- [What to do]: Identify every line in the entries below that contains the word "jacket", and copy each of those lines in full.
Start of Data section
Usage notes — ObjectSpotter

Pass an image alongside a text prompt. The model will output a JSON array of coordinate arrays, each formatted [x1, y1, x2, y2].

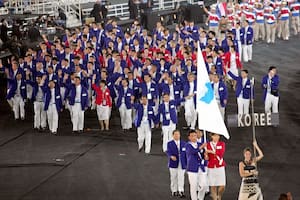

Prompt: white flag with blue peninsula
[[196, 42, 230, 139]]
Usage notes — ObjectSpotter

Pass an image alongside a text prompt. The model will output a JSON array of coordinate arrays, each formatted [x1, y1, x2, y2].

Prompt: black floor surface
[[0, 37, 300, 200]]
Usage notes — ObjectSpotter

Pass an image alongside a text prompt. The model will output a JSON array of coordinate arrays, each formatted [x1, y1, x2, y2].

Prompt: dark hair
[[278, 193, 288, 200], [100, 79, 106, 85], [188, 129, 196, 136], [242, 69, 248, 74], [172, 129, 180, 135], [243, 147, 252, 153], [269, 66, 276, 71]]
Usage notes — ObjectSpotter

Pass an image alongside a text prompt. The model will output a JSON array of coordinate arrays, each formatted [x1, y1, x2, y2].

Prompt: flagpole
[[251, 77, 257, 168]]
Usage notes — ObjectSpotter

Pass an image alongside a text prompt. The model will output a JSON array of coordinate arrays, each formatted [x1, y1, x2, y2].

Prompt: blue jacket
[[183, 80, 197, 105], [167, 140, 186, 169], [185, 142, 207, 173], [214, 57, 223, 76], [261, 75, 279, 101], [240, 26, 253, 45], [43, 86, 62, 111], [157, 100, 178, 126], [69, 84, 89, 110], [140, 82, 159, 105], [115, 85, 134, 109], [6, 79, 27, 99], [26, 80, 44, 101], [134, 103, 157, 127], [160, 83, 181, 100], [228, 71, 251, 99], [212, 81, 228, 107]]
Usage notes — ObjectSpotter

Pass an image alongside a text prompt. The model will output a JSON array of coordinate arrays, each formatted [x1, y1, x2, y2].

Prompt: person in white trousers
[[134, 96, 156, 155], [227, 69, 253, 115], [115, 77, 134, 131], [183, 73, 197, 129], [185, 130, 207, 200], [261, 66, 279, 113], [43, 81, 62, 135], [240, 20, 254, 62], [69, 76, 89, 133], [6, 73, 27, 120], [26, 71, 47, 131], [158, 93, 178, 152], [166, 130, 186, 198]]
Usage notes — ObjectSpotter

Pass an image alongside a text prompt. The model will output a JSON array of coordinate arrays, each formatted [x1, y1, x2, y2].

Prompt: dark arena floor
[[0, 36, 300, 200]]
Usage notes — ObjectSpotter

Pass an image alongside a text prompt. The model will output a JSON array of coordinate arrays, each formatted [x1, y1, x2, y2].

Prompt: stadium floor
[[0, 36, 300, 200]]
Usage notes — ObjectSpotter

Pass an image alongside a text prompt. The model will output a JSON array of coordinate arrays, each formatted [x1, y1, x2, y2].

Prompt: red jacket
[[207, 142, 226, 168], [92, 84, 112, 107], [224, 51, 243, 69]]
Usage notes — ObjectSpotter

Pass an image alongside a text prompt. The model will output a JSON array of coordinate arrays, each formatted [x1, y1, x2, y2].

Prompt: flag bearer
[[69, 76, 89, 133], [6, 72, 27, 120], [43, 79, 62, 135], [167, 130, 186, 197]]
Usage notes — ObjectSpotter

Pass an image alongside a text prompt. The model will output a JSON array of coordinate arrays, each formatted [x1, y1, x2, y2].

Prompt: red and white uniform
[[290, 2, 300, 17], [244, 11, 256, 25], [207, 142, 226, 186], [224, 52, 243, 69], [278, 7, 291, 20]]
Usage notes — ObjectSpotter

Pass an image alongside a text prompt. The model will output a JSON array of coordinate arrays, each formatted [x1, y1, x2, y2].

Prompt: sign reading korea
[[227, 113, 279, 127]]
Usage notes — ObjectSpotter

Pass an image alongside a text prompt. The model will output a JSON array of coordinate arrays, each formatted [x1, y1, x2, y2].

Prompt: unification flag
[[216, 2, 227, 17], [196, 42, 230, 139]]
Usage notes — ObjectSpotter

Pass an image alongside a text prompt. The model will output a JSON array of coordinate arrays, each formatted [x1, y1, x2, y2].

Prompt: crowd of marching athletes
[[0, 1, 290, 197]]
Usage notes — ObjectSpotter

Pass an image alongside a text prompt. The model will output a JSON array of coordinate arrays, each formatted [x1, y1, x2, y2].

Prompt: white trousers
[[26, 84, 32, 99], [265, 93, 279, 113], [277, 20, 290, 40], [47, 104, 58, 133], [266, 24, 276, 43], [71, 103, 84, 131], [242, 44, 252, 62], [184, 98, 197, 129], [237, 97, 250, 115], [119, 103, 132, 129], [237, 40, 242, 61], [33, 101, 47, 128], [12, 95, 25, 119], [291, 16, 300, 35], [217, 100, 225, 120], [137, 122, 151, 153], [169, 166, 185, 193], [162, 122, 176, 152], [188, 169, 208, 200]]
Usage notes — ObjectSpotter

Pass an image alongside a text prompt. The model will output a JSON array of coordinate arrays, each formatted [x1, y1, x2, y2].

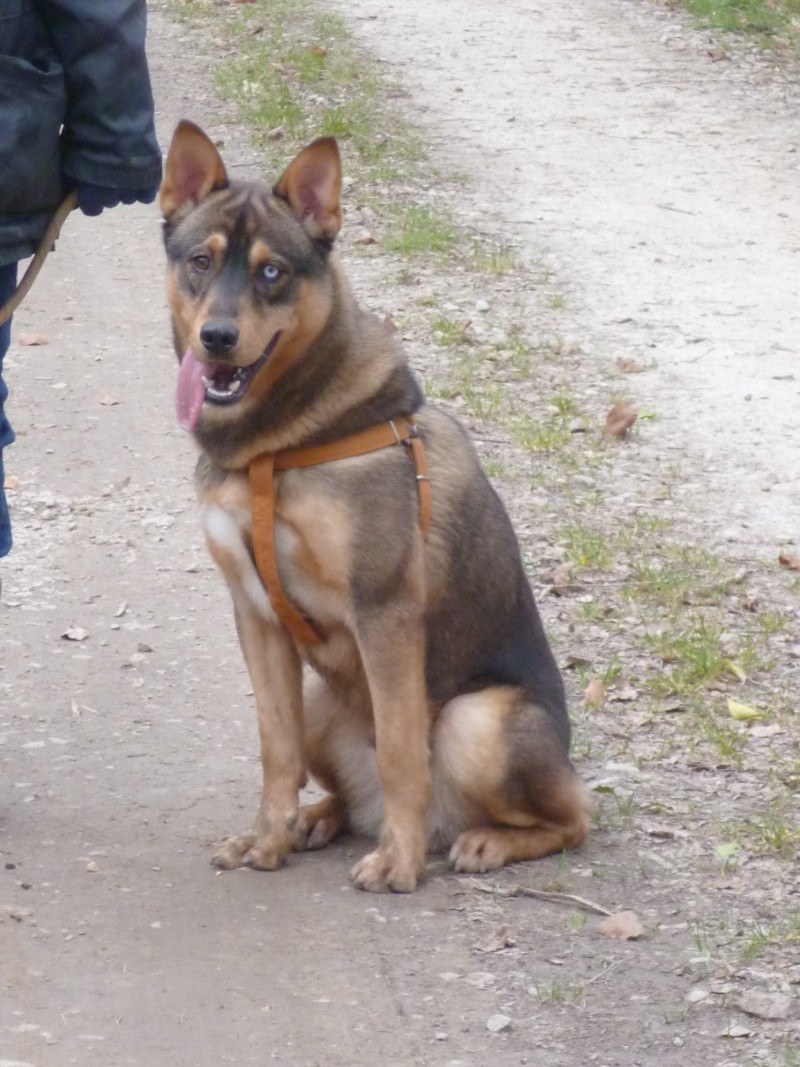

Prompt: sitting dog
[[160, 122, 589, 892]]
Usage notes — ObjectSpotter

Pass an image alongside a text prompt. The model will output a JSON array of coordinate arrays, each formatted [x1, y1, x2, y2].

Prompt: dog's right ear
[[158, 118, 228, 219]]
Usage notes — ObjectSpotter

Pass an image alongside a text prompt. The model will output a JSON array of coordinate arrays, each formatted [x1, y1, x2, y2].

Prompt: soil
[[0, 0, 800, 1067]]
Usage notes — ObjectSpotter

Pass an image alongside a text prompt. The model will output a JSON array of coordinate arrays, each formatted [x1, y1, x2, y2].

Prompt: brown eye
[[261, 264, 284, 285]]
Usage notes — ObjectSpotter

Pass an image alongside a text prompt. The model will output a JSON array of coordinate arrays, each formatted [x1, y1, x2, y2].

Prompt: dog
[[159, 122, 589, 892]]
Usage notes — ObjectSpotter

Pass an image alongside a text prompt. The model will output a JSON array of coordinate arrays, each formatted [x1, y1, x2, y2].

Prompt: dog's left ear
[[158, 118, 228, 219], [272, 137, 341, 241]]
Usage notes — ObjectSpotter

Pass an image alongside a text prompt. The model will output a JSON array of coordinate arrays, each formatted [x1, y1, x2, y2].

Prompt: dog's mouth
[[203, 331, 281, 404], [175, 330, 281, 431]]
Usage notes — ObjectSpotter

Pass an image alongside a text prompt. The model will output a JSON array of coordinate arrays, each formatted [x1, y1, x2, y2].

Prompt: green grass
[[685, 0, 800, 47], [383, 204, 458, 256]]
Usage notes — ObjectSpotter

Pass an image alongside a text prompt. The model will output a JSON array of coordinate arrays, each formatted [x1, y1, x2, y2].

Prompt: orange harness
[[250, 415, 431, 644]]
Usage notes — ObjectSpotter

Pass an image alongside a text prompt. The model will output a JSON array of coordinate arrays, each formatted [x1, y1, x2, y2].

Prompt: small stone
[[686, 986, 709, 1004], [734, 989, 795, 1019]]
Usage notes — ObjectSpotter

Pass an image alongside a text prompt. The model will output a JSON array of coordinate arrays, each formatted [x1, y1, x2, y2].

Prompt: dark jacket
[[0, 0, 161, 266]]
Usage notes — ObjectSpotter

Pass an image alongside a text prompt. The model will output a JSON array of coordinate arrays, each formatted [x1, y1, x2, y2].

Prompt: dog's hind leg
[[433, 687, 590, 872], [293, 676, 383, 851]]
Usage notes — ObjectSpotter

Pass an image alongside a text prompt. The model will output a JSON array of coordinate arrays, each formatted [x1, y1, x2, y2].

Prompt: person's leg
[[0, 264, 17, 557]]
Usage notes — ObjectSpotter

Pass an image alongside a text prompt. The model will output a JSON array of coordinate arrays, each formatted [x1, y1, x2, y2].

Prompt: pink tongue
[[175, 348, 206, 430]]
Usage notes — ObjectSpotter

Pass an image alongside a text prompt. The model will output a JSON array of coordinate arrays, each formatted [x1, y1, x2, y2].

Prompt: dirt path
[[0, 0, 800, 1067], [331, 0, 800, 557]]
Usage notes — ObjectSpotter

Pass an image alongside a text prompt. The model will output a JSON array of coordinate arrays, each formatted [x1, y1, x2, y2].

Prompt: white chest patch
[[203, 505, 277, 622]]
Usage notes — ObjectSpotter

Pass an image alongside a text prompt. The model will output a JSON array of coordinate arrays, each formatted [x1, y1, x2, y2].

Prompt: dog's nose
[[201, 319, 239, 355]]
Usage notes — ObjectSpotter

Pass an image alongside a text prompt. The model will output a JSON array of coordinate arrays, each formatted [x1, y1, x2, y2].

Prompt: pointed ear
[[272, 137, 341, 241], [158, 118, 228, 219]]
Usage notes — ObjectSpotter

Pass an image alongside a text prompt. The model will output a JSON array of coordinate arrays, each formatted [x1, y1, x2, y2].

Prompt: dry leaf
[[606, 400, 638, 437], [599, 911, 644, 941], [617, 355, 647, 375], [480, 926, 516, 952], [727, 700, 764, 722], [550, 563, 572, 589], [583, 678, 606, 711], [61, 626, 89, 641]]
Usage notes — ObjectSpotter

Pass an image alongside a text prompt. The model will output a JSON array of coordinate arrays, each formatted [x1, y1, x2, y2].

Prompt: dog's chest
[[201, 473, 349, 624]]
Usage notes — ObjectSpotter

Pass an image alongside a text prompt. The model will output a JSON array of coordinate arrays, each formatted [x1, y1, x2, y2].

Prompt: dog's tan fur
[[161, 123, 588, 891]]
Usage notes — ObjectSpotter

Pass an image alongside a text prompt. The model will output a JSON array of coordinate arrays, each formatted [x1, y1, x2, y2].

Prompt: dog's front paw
[[211, 833, 291, 871], [450, 827, 508, 874], [291, 797, 345, 853], [350, 848, 421, 893]]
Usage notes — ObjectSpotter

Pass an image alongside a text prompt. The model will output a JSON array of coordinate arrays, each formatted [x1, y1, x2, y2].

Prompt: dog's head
[[159, 122, 341, 443]]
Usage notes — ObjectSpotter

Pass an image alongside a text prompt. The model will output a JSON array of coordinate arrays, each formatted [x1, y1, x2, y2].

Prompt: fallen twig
[[462, 879, 613, 915]]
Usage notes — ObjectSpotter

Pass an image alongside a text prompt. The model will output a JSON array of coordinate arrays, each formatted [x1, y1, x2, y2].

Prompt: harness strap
[[250, 415, 431, 644]]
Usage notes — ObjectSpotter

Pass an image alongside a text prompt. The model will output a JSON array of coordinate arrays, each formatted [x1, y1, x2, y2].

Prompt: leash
[[250, 415, 431, 644], [0, 191, 78, 327]]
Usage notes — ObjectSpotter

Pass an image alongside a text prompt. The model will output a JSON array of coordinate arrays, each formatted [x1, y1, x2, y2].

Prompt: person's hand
[[74, 181, 158, 216]]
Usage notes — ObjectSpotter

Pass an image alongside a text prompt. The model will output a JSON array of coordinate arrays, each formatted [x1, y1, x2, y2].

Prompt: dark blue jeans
[[0, 264, 17, 557]]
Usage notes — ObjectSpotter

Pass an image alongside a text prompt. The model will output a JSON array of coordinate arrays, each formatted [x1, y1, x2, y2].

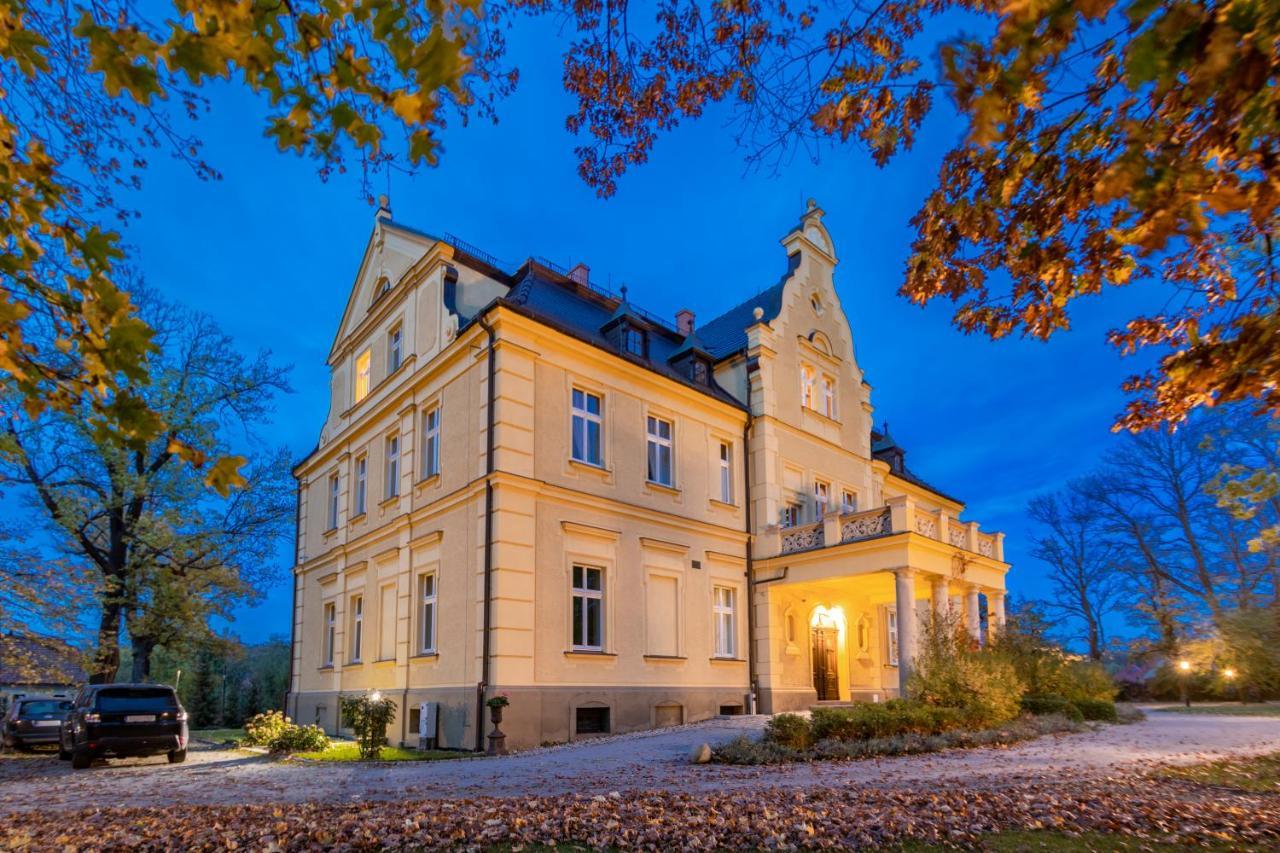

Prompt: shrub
[[1071, 699, 1119, 722], [244, 711, 293, 747], [906, 619, 1024, 727], [268, 724, 329, 752], [764, 713, 813, 749], [339, 692, 396, 761], [1021, 695, 1084, 722]]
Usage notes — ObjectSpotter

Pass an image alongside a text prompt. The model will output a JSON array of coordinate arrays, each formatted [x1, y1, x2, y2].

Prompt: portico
[[754, 496, 1009, 713]]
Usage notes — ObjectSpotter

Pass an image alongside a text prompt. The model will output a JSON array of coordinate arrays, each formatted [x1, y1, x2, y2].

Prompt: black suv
[[0, 695, 72, 749], [58, 684, 187, 770]]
End of Data section
- [Reply to the exercise]:
Prompt: blue jacket
Prompt: red jacket
Prompt: dark jacket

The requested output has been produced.